Source extract

********

Accessibility links

World: Greenspan Sees Future Benefits In Market Turmoil

  • Sonia Winter

Washington, 30 October 1997 (RFE/RL)--The man who controls America's monetary policy, Alan Greenspan, sees benefits for the future in the wild swings on Wall Street and other major financial markets around the world.

Greenspan, Chairman of the U.S. Federal Reserve Board, said Wednesday that in years to come, people may look back on this week's disastrous financial declines as "a salutary event."

Explaining his optimism, he emphasized several points about the basic robustness of the U.S. economy and domestic safeguards that can be taken to minimize the infectious spread of economic weakness from one country to another.

On the U.S. economy, Greenspan had welcome words of confidence for nervous American investors. He said economic growth remains strong, business performance is solid and inflation low, even falling. and that America's prosperity is not threatened by the currency problems in Asia that destabilized world markets.

Even before he completed his testimony, a stock market rally under way on Wall Street began to accelerate but later fizzled to only modest gains for the day.

Greenspan predicted that subdued and slowing economic growth in the U.S. will be a major consequence of the problems in Asia. But that in his view is one of the best things to emerge from the market turmoil.

Greenspan has long warned that the current pace of growth in the U.S. cannot be sustained without risking inflation, forcing him to tighten the money supply and raise interest rates.

Experts were quick to note that unlike his previous testimony this year, Greenspan Wednesday said nothing about interest rates. He reported positive signs of increasing productivity in the U.S. and said the retrenchment in recent days will help prolong a period of business expansion that has already lasted more than six years in the United States.

He was also pleased at the drop in prices of overvalued stocks, He said even if the slowdown in Asia had not led to the frenzied selling on Wall Street, some other event eventually would have driven down a market that had gone too high and was at risk of developing a speculative bubble that could damage the economy.

Greenspan said important lessons for the future can be gained from the experience of recent days.

He said it is now clear that capital was flowing too quickly into the emerging Asian economies, "More investment monies flowed into these economies than could be profitably employed at modest risk," Greenspan said.

He said an aggravating factor were weak domestic banking systems, or "financial systems were in many instances less than robust, beset with problems of lax lending standards, and weak supervisory regimes."

Greenspan said the experience in Asia underscores the importance of developing a sound domestic banking system that can absorb and withstand the inevitable problems of rapidly developing free market economies.

********

Supplied information
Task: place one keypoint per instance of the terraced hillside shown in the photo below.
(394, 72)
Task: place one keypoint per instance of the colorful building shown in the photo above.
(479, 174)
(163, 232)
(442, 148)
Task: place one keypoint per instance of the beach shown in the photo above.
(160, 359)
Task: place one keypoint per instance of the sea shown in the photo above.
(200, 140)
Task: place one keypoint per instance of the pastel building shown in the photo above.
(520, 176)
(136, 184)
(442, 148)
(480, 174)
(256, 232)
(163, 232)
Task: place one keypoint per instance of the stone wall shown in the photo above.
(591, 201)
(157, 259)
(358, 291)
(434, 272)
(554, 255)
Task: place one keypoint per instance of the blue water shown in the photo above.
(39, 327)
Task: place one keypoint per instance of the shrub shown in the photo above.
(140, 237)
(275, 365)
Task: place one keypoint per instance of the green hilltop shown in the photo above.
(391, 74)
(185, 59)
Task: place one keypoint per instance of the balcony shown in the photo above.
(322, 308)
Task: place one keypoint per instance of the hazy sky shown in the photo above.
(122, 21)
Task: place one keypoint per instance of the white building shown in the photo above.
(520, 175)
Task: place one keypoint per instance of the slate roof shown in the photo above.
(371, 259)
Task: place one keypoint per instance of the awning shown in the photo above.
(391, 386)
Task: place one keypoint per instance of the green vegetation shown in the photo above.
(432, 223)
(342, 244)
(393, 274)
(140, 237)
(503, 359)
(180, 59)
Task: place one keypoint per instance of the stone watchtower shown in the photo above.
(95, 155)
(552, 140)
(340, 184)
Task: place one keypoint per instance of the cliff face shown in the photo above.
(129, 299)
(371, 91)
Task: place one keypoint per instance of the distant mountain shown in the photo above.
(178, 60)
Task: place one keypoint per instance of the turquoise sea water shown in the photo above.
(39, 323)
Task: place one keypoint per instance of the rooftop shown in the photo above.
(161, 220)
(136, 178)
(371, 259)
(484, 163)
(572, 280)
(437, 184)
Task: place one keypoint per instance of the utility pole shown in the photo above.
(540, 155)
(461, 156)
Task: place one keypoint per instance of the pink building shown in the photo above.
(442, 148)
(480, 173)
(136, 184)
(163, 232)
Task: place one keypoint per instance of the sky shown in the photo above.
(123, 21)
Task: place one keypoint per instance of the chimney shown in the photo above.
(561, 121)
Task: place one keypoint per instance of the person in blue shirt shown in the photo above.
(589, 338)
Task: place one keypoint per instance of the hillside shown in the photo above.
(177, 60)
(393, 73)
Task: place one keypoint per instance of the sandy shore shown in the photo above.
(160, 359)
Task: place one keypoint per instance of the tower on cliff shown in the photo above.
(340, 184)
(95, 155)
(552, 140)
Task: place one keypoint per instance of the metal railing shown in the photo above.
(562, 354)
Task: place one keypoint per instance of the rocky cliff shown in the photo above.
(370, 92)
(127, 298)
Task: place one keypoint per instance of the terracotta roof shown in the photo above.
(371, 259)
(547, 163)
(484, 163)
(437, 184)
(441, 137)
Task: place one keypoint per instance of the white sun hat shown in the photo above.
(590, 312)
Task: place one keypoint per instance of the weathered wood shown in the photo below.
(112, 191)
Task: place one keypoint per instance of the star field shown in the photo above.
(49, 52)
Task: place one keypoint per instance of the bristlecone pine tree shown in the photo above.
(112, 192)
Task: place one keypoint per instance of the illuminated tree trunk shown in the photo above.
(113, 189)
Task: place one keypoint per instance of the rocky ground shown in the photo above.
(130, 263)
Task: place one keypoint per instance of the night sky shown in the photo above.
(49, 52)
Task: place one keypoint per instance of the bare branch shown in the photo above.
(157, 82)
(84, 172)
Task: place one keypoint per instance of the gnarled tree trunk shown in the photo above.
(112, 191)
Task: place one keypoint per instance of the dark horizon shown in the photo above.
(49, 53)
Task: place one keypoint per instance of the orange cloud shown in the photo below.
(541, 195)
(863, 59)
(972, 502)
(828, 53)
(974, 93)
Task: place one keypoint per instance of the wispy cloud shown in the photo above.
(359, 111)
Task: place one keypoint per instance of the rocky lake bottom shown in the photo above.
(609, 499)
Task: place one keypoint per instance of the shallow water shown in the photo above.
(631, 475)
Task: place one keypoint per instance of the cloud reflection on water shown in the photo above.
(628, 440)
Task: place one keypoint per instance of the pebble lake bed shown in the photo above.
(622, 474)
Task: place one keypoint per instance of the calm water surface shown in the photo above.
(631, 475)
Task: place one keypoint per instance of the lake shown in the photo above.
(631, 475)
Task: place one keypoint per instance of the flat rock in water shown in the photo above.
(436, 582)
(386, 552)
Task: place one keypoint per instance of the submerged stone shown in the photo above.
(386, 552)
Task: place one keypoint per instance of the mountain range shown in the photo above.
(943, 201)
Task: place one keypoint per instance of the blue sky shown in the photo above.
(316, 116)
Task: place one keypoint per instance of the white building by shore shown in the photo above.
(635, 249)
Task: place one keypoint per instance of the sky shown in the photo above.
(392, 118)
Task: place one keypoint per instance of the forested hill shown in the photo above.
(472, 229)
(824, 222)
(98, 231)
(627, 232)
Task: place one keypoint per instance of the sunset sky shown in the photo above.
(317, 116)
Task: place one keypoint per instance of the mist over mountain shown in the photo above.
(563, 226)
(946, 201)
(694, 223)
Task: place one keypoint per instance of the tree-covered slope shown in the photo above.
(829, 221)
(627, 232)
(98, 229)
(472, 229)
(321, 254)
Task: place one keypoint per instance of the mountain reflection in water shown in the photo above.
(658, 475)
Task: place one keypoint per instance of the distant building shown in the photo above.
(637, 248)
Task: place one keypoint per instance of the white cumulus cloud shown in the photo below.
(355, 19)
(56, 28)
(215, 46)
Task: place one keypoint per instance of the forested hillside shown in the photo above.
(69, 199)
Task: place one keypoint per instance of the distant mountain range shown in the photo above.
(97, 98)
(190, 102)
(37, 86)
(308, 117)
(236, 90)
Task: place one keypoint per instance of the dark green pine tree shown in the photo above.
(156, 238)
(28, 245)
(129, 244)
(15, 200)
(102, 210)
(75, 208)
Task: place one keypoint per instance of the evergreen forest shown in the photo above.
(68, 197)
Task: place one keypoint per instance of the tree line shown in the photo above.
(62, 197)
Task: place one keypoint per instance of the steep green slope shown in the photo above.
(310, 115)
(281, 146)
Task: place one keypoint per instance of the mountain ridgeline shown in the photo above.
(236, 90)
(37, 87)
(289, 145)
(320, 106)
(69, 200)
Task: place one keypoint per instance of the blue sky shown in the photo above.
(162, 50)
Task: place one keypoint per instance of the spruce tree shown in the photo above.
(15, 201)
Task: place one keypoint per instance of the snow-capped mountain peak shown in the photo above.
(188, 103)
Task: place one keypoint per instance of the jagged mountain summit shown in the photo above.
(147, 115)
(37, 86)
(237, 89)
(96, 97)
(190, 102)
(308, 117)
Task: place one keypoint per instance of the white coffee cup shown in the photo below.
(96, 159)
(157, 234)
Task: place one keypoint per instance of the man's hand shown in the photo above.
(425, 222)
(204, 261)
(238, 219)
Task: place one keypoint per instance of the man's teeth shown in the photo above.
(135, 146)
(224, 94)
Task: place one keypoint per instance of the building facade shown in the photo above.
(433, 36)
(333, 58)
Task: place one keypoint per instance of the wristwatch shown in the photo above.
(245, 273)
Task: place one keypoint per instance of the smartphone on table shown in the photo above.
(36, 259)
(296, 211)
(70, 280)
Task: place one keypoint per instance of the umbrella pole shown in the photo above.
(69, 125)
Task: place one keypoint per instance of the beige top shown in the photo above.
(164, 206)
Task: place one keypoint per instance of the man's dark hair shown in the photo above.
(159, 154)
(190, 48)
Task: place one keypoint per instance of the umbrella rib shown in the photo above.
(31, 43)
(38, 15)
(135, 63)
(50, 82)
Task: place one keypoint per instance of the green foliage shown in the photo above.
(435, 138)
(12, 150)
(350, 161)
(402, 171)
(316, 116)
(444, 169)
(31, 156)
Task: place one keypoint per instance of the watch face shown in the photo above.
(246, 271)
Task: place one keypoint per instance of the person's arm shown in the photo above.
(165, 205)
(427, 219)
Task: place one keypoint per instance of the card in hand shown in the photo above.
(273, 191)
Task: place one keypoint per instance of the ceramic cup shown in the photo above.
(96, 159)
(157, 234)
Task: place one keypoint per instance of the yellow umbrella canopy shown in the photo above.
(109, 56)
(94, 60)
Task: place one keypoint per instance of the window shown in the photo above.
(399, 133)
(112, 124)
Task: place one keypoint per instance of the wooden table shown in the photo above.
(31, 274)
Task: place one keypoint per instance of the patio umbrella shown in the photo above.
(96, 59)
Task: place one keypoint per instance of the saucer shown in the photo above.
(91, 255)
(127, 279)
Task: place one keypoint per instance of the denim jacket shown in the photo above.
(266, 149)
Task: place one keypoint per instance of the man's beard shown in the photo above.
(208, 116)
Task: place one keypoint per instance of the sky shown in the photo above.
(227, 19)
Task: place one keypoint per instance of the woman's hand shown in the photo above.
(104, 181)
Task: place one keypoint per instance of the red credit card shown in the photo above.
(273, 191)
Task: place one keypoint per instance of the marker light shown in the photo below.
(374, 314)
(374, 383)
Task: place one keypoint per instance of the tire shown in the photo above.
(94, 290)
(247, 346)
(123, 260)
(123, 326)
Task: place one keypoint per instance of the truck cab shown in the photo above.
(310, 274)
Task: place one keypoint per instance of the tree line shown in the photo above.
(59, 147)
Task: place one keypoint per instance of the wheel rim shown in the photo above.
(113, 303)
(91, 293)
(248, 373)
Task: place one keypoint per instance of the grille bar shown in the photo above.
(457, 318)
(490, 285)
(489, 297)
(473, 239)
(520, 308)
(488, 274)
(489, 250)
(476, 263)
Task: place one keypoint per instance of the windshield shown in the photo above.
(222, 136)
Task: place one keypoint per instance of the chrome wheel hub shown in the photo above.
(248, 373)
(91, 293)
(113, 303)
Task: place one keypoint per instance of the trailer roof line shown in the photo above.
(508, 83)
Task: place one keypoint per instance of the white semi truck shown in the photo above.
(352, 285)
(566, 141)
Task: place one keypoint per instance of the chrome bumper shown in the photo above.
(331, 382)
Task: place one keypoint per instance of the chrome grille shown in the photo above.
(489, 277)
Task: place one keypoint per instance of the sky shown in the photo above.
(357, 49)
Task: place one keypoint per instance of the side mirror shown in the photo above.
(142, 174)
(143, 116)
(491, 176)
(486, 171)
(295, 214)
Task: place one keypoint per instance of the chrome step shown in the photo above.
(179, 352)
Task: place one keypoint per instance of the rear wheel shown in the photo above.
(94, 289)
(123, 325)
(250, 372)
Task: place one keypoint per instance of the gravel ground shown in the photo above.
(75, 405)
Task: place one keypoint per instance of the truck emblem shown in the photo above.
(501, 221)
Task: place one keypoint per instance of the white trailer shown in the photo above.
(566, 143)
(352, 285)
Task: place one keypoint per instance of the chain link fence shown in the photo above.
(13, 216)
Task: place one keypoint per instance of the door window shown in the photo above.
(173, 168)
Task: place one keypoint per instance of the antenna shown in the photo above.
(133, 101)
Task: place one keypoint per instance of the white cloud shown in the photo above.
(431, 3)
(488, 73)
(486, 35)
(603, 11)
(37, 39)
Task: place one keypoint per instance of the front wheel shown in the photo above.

********

Exercise 1
Say whether each statement below agrees with the Greenspan article. Answer yes or no for each, and quote the deciding words of the text.
(a) Greenspan addressed interest rates in Wednesday's testimony.
(b) The U.S. business expansion had lasted more than six years.
(c) The Wall Street rally ended the day with large gains.
Exercise 2
From the Greenspan article, output the stretch from "Even before he" through "the United States.", copied word for word.

Written reply 1
(a) No: "Greenspan Wednesday said nothing about interest rates."
(b) Yes: "a period of business expansion that has already lasted more than six years in the United States."
(c) No: "later fizzled to only modest gains for the day."

Written reply 2
Even before he completed his testimony, a stock market rally under way on Wall Street began to accelerate but later fizzled to only modest gains for the day.

Greenspan predicted that subdued and slowing economic growth in the U.S. will be a major consequence of the problems in Asia. But that in his view is one of the best things to emerge from the market turmoil.

Greenspan has long warned that the current pace of growth in the U.S. cannot be sustained without risking inflation, forcing him to tighten the money supply and raise interest rates.

Experts were quick to note that unlike his previous testimony this year, Greenspan Wednesday said nothing about interest rates. He reported positive signs of increasing productivity in the U.S. and said the retrenchment in recent days will help prolong a period of business expansion that has already lasted more than six years in the United States.